> **ASSIGNED TASK**
Repeat the entries word for word. Leave nothing out.

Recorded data

┄┄┄┄┄┄┄┄┄┄

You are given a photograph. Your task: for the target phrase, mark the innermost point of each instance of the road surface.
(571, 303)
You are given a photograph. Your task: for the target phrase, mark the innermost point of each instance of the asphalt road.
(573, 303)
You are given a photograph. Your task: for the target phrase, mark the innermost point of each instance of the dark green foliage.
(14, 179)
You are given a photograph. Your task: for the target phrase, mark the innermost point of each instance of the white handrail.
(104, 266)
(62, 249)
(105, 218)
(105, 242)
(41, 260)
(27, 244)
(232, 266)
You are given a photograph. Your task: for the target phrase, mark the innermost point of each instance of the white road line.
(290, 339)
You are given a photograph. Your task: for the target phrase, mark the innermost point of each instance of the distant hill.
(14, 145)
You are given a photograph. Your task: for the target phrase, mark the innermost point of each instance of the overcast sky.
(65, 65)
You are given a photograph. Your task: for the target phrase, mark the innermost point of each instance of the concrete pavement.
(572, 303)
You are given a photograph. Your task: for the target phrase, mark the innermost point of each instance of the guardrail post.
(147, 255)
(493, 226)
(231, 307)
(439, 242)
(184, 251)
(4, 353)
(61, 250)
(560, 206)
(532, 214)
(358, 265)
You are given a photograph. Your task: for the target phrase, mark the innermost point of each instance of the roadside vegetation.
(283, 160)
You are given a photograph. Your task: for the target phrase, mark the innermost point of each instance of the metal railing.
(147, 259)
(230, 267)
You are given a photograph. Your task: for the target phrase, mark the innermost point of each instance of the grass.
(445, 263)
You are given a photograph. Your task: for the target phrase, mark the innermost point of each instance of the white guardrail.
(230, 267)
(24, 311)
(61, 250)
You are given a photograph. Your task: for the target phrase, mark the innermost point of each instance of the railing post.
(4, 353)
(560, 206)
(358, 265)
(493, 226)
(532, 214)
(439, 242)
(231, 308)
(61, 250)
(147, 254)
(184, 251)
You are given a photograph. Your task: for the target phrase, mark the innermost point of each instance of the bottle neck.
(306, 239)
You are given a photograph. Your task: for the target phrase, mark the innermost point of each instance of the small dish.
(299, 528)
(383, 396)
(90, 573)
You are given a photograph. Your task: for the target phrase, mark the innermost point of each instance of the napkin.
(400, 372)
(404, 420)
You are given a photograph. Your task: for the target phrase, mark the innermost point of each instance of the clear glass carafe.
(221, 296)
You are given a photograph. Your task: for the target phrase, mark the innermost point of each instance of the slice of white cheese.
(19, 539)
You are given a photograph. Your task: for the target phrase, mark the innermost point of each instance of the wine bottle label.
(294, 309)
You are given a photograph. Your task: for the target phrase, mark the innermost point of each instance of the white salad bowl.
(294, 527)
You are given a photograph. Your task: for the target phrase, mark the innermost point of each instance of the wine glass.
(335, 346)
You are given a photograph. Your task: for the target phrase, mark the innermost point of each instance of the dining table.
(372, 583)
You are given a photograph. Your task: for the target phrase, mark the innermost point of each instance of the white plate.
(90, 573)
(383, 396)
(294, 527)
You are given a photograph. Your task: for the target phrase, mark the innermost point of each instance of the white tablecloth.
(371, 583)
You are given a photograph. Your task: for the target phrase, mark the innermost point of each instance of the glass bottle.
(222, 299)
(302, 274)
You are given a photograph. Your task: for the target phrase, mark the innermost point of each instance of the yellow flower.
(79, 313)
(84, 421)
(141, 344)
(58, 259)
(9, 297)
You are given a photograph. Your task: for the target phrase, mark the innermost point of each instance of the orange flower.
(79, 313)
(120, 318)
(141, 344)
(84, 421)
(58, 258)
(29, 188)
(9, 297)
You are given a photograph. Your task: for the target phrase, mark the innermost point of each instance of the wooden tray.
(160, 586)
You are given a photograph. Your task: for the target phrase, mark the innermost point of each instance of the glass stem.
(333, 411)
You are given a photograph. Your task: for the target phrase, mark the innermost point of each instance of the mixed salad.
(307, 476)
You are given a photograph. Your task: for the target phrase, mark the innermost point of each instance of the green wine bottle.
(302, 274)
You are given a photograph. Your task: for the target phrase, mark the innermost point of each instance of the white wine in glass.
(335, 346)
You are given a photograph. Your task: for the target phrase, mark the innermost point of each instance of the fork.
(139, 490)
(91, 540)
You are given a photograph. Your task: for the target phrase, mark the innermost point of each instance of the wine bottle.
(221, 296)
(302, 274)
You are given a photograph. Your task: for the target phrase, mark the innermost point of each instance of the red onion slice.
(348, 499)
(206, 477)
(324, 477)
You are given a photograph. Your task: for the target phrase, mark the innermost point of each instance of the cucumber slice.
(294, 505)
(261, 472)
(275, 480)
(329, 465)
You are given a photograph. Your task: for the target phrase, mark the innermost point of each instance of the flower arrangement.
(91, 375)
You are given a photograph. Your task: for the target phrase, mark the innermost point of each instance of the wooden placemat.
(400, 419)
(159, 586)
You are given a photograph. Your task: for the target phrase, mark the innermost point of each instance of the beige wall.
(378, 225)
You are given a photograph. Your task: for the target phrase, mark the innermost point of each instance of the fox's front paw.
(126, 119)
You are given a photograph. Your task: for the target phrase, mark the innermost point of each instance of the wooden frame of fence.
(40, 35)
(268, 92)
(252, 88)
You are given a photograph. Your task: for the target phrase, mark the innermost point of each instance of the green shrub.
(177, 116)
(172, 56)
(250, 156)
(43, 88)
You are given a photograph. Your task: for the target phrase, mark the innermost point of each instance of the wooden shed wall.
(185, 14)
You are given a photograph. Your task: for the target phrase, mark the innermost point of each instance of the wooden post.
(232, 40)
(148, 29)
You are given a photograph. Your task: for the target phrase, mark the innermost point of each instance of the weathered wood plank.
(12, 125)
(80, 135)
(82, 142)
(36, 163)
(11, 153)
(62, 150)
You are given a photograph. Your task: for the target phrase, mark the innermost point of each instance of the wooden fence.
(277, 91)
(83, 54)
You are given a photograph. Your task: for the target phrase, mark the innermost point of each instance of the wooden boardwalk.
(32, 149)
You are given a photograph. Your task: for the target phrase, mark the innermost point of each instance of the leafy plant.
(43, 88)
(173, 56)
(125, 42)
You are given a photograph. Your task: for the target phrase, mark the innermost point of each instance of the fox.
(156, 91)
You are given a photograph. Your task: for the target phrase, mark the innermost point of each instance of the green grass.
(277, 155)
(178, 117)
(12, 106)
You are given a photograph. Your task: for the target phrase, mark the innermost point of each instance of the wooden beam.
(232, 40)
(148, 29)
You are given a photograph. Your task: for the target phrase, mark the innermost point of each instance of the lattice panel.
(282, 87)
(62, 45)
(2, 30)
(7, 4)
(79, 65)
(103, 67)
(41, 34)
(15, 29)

┄┄┄┄┄┄┄┄┄┄

> **SOLUTION**
You are given a photograph. Your task: for the target phrase, mark the innermost point of each instance of the road surface.
(571, 303)
You are given a photograph. Your task: for the target phrase, mark the innermost point of each instance of the asphalt road.
(573, 303)
You are given a photograph. Your task: for the target phrase, mark the innermost point of each instance of the dark green foliage.
(14, 179)
You are given a photograph. Your task: for the target phrase, mark the innermost point of each instance of the white handrail.
(104, 266)
(62, 249)
(105, 218)
(105, 242)
(41, 260)
(27, 244)
(232, 266)
You are given a photograph. Your task: for the target phrase, mark the innermost point of each instance of the white road line.
(290, 339)
You are given a photograph. Your task: for the target phrase, mark the innermost point of each instance of the distant hill.
(14, 145)
You are given a photograph. Your task: for the target phrase, mark the innermost point of each instance of the overcast sky.
(65, 65)
You are given a photograph. Your task: for the target phrase, mark the innermost point of each instance of the concrete pavement.
(572, 303)
You are given a photograph. Your task: for the target phrase, mark the innermost point of each instance of the guardrail post.
(147, 255)
(493, 226)
(231, 307)
(439, 242)
(184, 251)
(4, 353)
(61, 250)
(560, 206)
(532, 214)
(358, 265)
You are given a photograph. Your task: for the target phrase, mark the innermost point of each instance of the roadside vegetation.
(283, 160)
You are given a photograph. Your task: for the target phrase, mark the innermost point of each instance of the metal railing.
(147, 259)
(230, 267)
You are given a photograph. Your task: for the target phrase, mark the innermost point of each instance of the grass.
(445, 263)
You are given a photograph. Your task: for the target phrase, mark the innermost point of each instance of the white guardrail.
(230, 267)
(24, 311)
(61, 250)
You are given a photograph. Your task: for the target phrase, mark the innermost point of each instance of the railing post.
(4, 353)
(560, 206)
(358, 265)
(493, 226)
(532, 214)
(439, 242)
(231, 308)
(61, 250)
(147, 254)
(184, 251)
You are given a photograph. Your task: for the target phrase, mark the innermost point of each instance of the bottle neck.
(306, 239)
You are given a photograph. Your task: for the target phrase, mark the innermost point of each instance of the small dish.
(299, 528)
(383, 396)
(90, 573)
You are given a photograph. Your task: for the target phrase, mark the innermost point of each instance of the napkin.
(400, 372)
(404, 420)
You are given a photograph. Your task: for the target phrase, mark the innermost point of each instance of the clear glass carafe.
(221, 296)
You are given a photograph. Your task: for the target phrase, mark the innermost point of each instance of the slice of white cheese.
(19, 539)
You are given a photograph. Your task: for the target phrase, mark the innermost point of each instance of the wine bottle label.
(294, 309)
You are given a photograph. Your task: for the target phrase, mark the innermost point of each instance of the white salad bowl.
(294, 527)
You are given a photograph. Your task: for the target phrase, mark the innermost point of each instance of the wine glass.
(335, 346)
You are given a photograph. Your task: for the target phrase, mark the innermost point of each instance of the dining table.
(372, 583)
You are given a photograph. Your task: for the target phrase, mark the innermost point of each instance of the white plate.
(90, 573)
(383, 396)
(294, 527)
You are given a photograph. Your task: for the target phrase, mark the innermost point of each instance of the white tablecloth.
(371, 583)
You are given a photograph. Your task: for the target phrase, mark the innermost point of each instance of the glass bottle.
(222, 299)
(302, 274)
You are given a photograph. Your task: for the target phrase, mark the innermost point of each instance of the yellow flower.
(79, 313)
(84, 421)
(141, 344)
(58, 259)
(9, 297)
You are given a photograph. Your task: for the target phrase, mark the innermost point of each instance of the orange flower.
(79, 313)
(120, 318)
(141, 344)
(84, 421)
(58, 258)
(29, 188)
(9, 297)
You are given a photograph. Your task: for the target phrase, mark the innermost point of each instance of the wooden tray.
(160, 586)
You are given a photograph. Your task: for the target phrase, mark the innermost point of each instance of the glass stem.
(333, 411)
You are given a photograph. Your task: for the target phrase, mark the innermost point of each instance of the mixed salad.
(307, 476)
You are given a photograph. Your task: for the target phrase, mark the innermost point of each instance of the green wine bottle.
(302, 274)
You are given a photograph. Your task: for the target phrase, mark the innermost point of each instance of the white wine in glass.
(335, 346)
You are given a photograph. Your task: for the target phrase, mark the innermost point of each instance of the fork.
(139, 490)
(91, 540)
You are given a photograph. Your task: for the target phrase, mark the innermost point of each instance of the wine bottle.
(221, 296)
(302, 274)
You are given a photograph. Your task: for the target phrase, mark the innermost point of each instance of the red onion slice.
(348, 499)
(206, 477)
(324, 477)
You are given a photograph. Your task: for the target phrase, mark the innermost point of each instance of the cucumber slice.
(294, 505)
(261, 472)
(275, 480)
(329, 465)
You are given a photograph. Your task: for the target phrase, mark the innermost point of each instance of the flower arrangement.
(91, 375)
You are given a photograph. Your task: for the target phrase, mark the innermost point of each instance of the wooden placemat.
(400, 419)
(159, 586)
You are given a photograph. Your task: for the target phrase, mark the innermost point of each instance of the beige wall.
(378, 225)
You are given a photograph. Your task: for the target phrase, mark the innermost point of each instance of the fox's front paw.
(126, 119)
You are given a photograph. Your task: for the target phrase, mark the innermost point of each instance of the wooden frame of fence.
(40, 35)
(268, 92)
(252, 88)
You are given a photograph. Your task: for the target phrase, mark the innermost point of each instance of the green shrub.
(177, 116)
(172, 56)
(250, 156)
(43, 88)
You are given a photograph. Your task: for the target phrase, mark the innermost point of each instance of the wooden shed wall.
(185, 14)
You are given a photograph. Your task: for the target phrase, mark the innermost point of each instance of the wooden post.
(232, 40)
(148, 29)
You are given a photograph. Your task: for the target phrase, mark the innermost point of each instance of the weathered wood plank.
(12, 125)
(80, 135)
(82, 142)
(36, 163)
(11, 153)
(62, 150)
You are given a photograph. Your task: for the target phrase, mark the innermost point of each instance of the wooden fence.
(277, 91)
(83, 54)
You are given a photograph. Your task: for the target phrase, mark the innermost point of each instance of the wooden boardwalk.
(32, 149)
You are given a photograph. Your task: for the target phrase, mark the innermost point of each instance of the leafy plant.
(43, 88)
(173, 56)
(125, 42)
You are given a photograph. Your task: for the target phrase, mark the innermost point of each instance of the fox.
(156, 91)
You are given a photograph. Your task: for the target phrase, mark the innermost point of each instance of the green grass.
(277, 155)
(178, 117)
(12, 106)
You are given a photograph. Your task: for the target phrase, mark the innermost point of each instance of the wooden beam.
(232, 40)
(148, 29)
You are given a photograph. Your task: for the target phrase, mark the innermost point of each instance of the lattice panel.
(282, 87)
(62, 45)
(2, 30)
(7, 4)
(79, 65)
(103, 67)
(41, 34)
(15, 29)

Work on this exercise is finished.